### YOUR OBJECTIVE
Exactly as written, print each record in the listing.
-*-
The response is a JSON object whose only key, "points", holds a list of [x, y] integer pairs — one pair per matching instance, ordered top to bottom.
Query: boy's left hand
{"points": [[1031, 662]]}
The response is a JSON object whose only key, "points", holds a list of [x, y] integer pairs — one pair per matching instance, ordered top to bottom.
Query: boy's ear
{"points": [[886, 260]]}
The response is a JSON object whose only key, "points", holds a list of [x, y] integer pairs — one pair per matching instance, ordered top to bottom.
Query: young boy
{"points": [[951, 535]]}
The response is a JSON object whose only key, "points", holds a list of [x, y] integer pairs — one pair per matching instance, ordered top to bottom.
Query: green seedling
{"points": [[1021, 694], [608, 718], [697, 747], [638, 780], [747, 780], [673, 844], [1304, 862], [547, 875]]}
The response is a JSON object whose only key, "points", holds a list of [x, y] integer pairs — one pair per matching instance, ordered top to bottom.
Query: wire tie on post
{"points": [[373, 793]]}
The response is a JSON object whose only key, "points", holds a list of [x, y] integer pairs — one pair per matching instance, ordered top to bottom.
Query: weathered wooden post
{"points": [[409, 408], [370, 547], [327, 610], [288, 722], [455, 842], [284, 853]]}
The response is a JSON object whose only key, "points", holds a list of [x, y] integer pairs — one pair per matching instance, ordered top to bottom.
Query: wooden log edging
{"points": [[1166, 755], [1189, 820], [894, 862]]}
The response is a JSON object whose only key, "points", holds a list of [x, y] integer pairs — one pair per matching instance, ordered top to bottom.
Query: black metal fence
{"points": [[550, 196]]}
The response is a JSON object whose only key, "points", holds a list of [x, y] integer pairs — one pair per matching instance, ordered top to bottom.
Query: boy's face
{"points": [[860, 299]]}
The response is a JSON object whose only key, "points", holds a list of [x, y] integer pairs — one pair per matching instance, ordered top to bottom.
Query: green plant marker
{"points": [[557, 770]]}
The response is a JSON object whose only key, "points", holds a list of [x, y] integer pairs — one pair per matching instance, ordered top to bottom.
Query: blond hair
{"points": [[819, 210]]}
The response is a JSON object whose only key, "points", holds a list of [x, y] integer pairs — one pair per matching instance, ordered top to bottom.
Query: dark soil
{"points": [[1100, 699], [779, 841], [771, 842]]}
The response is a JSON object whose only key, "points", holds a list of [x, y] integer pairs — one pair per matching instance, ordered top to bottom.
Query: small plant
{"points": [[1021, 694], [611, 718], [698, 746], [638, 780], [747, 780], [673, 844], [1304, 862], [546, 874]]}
-*-
### TASK ANSWER
The response is a JSON object whose only key, "points", holds a list of [x, y] integer pairs — one pair per matching instance, ordered top to bottom.
Query: boy's left hand
{"points": [[1031, 662]]}
The response is a JSON object whose only key, "points", holds a list of [x, y] integer pairs — one pair per matching instance, ordered top to bottom.
Query: boy's ear
{"points": [[886, 260]]}
The response is a JSON object whose only key, "points", holds a list of [x, y] integer pairs — one pair per matching instance, ordered top to bottom.
Query: young boy
{"points": [[951, 535]]}
The response is a JSON object whose only key, "points", holds a list of [x, y] integer pairs — one pair per matching instance, ordered top to bottom.
Query: green seedling
{"points": [[1021, 694], [608, 718], [697, 747], [638, 780], [747, 780], [673, 844], [1304, 862], [547, 875]]}
The response is a JSON object whose only key, "points", holds a list of [x, y] integer pairs — one pair per matching instance, ordered top to bottom.
Query: wire tie on post
{"points": [[373, 793]]}
The response is a JSON object whose only key, "points", holds a list of [x, y] integer pairs — one pair per matching instance, ordered top to bottom.
Query: weathered wooden post
{"points": [[409, 408], [370, 547], [327, 610], [288, 722], [455, 842], [284, 853]]}
The response is a JSON object whose only key, "points", holds a list of [x, y] integer pairs — one pair per matching instance, ordered top to bottom.
Query: wooden log edging
{"points": [[1166, 755], [1189, 820], [894, 862]]}
The response is a JSON object whose only key, "points", holds a list of [x, y] integer pairs — one pair per matching instance, ordered top to bottom.
Query: black metal fence
{"points": [[550, 196]]}
The response is a JSON object whose only key, "points", holds a list of [x, y] integer pairs — one pair per matching instance, ordered top to bottom.
Query: boy's face
{"points": [[860, 299]]}
The response is a JSON object whose only key, "points", holds a list of [x, y] integer pairs — one pair per matching instance, ordered top to bottom.
Query: green plant marker
{"points": [[557, 770]]}
The response is a JSON object whose only key, "points", holds a list of [x, y] integer pairs — one pair per matching instance, ordered top to bottom.
Query: blond hair
{"points": [[819, 210]]}
The response is a JSON object whose only key, "points", holds a list of [x, y] integer pairs — one pair per matching instance, ordered top to bottom.
Query: dark soil
{"points": [[1100, 699], [779, 841], [771, 842]]}
The response is a JSON object whose only key, "points", holds a list of [x, y] integer pairs — one pair per matching instance, ordered top to bottom.
Query: small plant
{"points": [[1021, 694], [611, 718], [698, 746], [638, 780], [747, 780], [673, 844], [1304, 862], [546, 874]]}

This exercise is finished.